## PROMPT:
In the film review below, who directed Jealousy?

## EXTRACT TO READ:
:::
Rushed into production by Paramount and producer John "We Earrrrrn it!" Houseman in order to use Ladd before his mandatory military service, The Blue Dahlia was a huge postwar hit. Ladd and Lake provided enough sexy heat to kickstart the wave of baby boomers. And Chandler got an Original Screenplay Oscar nomination for all his trouble. Getting lit off your rocker and writing a Noir is the best--and most respectable--way of getting the Academy's attention.

Next time: Teased by Michael Curtiz

Noir City XVI #5: You Don't Mess With the Monica

by Odie "Odienator" Henderson
(for all dispatches, go here)


Lord Tennyson once waxed poetic about how "'tis better to have loved and lost than never to have loved at all." He might have written those words for Dr. Monica Anderson (a great Karen Morley). The good doctor nurses a major crush on her boss, Dr. David (John Loder), but she'd never show it. She acts like "one of the boys," and David sees her as such. When spunky lady cab driver Jane (Jane Randolph) mistakes as true romance the affectionate way David speaks to Monica on a phone call, he tells her that Monica's too sharp and too smart to hold any interest in him. Just like far too many men here in Noir City, Dr. David is WRONG!

Czar of Noir Eddie Muller called Jealousy, the B-movie half of Sunday's 1945 double feature, the "closest thing to an art movie we're showing." An art movie Noir sounds like a shot of bourbon followed by a chaser of castor oil, but never fear! Jealousy is helmed by a visual sensualist named Gustav Machatý. Machatý was responsible for Hedy Lamarr's scandalous 1933 film, Ecstasy, wherein Ms. Lamarr swam nude and got bizzy onscreen. While he can't go anywhere near that film's level of eroticism in post-Code Hollywood, he can still sneak some heat into tamer images. Notice how he first reveals Dr. Monica's love for Dr. David. Caught in a swoon after he leaves, Monica leans headfirst into a mirror, bumping against her own image like a cat head-butting its affection into a beloved item. 

Machatý fills Jealousy with tactile images like that, starting with the opening scene's taxicab locations superimposed over Jane while she narrates the film's introduction. This is really her story, a tale about a woman whose exiled Czech writer husband Peter Urban (Nils Asther) misses his home country so much that his depression renders him useless. Peter crawls into a bottle of booze every night and lashes out at Jane for supporting him with her cabbie work. It's no wonder Jane seems comfort in the arms of Dr. David. Her Brahms-inspired Meet Cute leads to a whirlwind romance that has an unforeseen obstacle: Doctor Monica!

At first, we think the Jealousy of the title refers to Peter. He knows about Jane and David, going so far as to threaten Jane if she tries to leave. But Peter's got stiff competition. Sure, Dr. Monica is friendly toward Jane, earning her confidence and being a kind, advice-giving girlfriend. And she's her usual supportive self where David is concerned, playing the supportive old chap role like she's the best male buddy ever poured into the female form. But the fear of losing the man she's secretly loved all these years also causes the heretofore wishy-washy Dr. Monica to grow a spine covered with spiky stegosaurus spikes. Jane and David were about to learn an important lesson: You don't mess with the Monica!
:::
## DATA SEGMENT:
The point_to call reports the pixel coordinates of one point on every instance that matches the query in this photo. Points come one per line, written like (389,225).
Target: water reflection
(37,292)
:::
## SOLUTION TO THIS TASK:
Gustav Machatý